## GIVEN DATA
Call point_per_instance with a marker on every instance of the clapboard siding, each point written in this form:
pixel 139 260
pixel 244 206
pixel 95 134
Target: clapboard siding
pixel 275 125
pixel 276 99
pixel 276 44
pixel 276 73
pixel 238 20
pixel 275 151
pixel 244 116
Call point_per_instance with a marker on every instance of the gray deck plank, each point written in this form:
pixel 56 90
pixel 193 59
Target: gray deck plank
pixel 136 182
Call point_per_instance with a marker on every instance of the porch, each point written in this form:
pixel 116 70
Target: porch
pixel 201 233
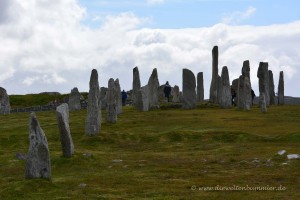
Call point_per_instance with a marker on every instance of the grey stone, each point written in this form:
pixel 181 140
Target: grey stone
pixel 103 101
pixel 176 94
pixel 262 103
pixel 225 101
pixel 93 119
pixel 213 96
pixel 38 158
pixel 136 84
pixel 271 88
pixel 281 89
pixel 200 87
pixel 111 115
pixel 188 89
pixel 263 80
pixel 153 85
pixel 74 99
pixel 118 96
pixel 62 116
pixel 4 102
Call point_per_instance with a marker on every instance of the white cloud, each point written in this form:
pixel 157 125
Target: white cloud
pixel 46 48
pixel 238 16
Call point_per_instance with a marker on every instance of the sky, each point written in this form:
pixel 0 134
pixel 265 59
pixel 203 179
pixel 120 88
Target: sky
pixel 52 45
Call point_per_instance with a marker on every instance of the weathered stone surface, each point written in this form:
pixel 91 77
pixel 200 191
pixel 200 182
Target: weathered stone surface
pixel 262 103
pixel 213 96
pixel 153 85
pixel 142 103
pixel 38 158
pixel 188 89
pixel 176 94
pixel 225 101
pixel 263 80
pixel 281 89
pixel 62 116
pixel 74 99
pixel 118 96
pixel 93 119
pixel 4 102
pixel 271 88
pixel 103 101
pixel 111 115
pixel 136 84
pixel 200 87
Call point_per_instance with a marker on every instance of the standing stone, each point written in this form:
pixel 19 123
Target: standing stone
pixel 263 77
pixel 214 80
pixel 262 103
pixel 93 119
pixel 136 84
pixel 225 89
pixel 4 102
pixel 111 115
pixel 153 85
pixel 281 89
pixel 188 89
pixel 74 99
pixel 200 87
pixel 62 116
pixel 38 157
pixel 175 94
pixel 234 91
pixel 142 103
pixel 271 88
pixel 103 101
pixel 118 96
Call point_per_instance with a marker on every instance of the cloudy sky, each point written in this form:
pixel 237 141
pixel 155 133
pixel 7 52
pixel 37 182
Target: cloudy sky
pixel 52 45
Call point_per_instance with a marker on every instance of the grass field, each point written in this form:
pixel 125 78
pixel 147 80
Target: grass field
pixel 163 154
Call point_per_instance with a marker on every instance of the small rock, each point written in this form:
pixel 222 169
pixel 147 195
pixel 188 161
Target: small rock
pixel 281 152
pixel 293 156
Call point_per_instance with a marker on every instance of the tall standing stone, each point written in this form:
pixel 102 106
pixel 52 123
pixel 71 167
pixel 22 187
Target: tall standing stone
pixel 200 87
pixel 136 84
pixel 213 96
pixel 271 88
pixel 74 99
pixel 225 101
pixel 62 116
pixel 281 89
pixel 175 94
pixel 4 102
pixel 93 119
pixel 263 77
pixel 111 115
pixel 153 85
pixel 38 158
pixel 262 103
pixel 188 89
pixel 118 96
* * *
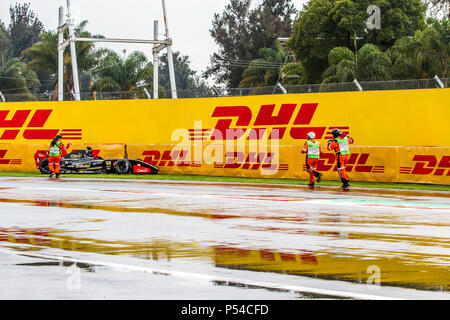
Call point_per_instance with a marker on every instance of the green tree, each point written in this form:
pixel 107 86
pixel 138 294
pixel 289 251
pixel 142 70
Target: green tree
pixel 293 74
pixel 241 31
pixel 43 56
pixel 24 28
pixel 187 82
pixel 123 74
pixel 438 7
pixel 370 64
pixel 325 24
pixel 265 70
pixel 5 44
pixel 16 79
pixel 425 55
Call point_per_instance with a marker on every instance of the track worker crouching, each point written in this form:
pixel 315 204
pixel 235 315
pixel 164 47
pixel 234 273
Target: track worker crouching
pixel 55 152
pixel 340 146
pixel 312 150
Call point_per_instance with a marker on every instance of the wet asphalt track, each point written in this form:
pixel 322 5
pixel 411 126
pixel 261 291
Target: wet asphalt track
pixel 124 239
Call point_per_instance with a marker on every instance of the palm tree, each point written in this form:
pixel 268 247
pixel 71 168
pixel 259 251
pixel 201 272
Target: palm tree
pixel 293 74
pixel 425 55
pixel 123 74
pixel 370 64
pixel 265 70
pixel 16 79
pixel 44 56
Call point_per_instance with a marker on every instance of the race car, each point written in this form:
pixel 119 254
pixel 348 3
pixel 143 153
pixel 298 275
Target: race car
--
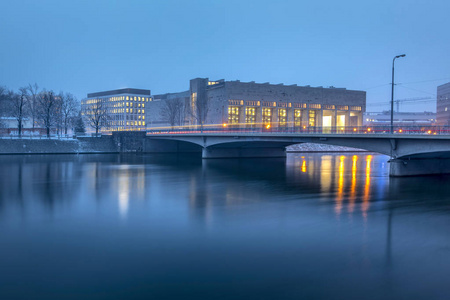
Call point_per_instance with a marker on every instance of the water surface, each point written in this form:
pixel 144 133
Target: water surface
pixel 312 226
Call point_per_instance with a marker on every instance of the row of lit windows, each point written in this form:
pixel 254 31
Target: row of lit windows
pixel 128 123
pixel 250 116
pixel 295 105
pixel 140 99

## YOUR TASK
For each line of the material that contains "race", return a copy.

## EXERCISE ANSWER
Call point_per_instance with a marker on every instance of the race car, each point written in this form:
Target: race car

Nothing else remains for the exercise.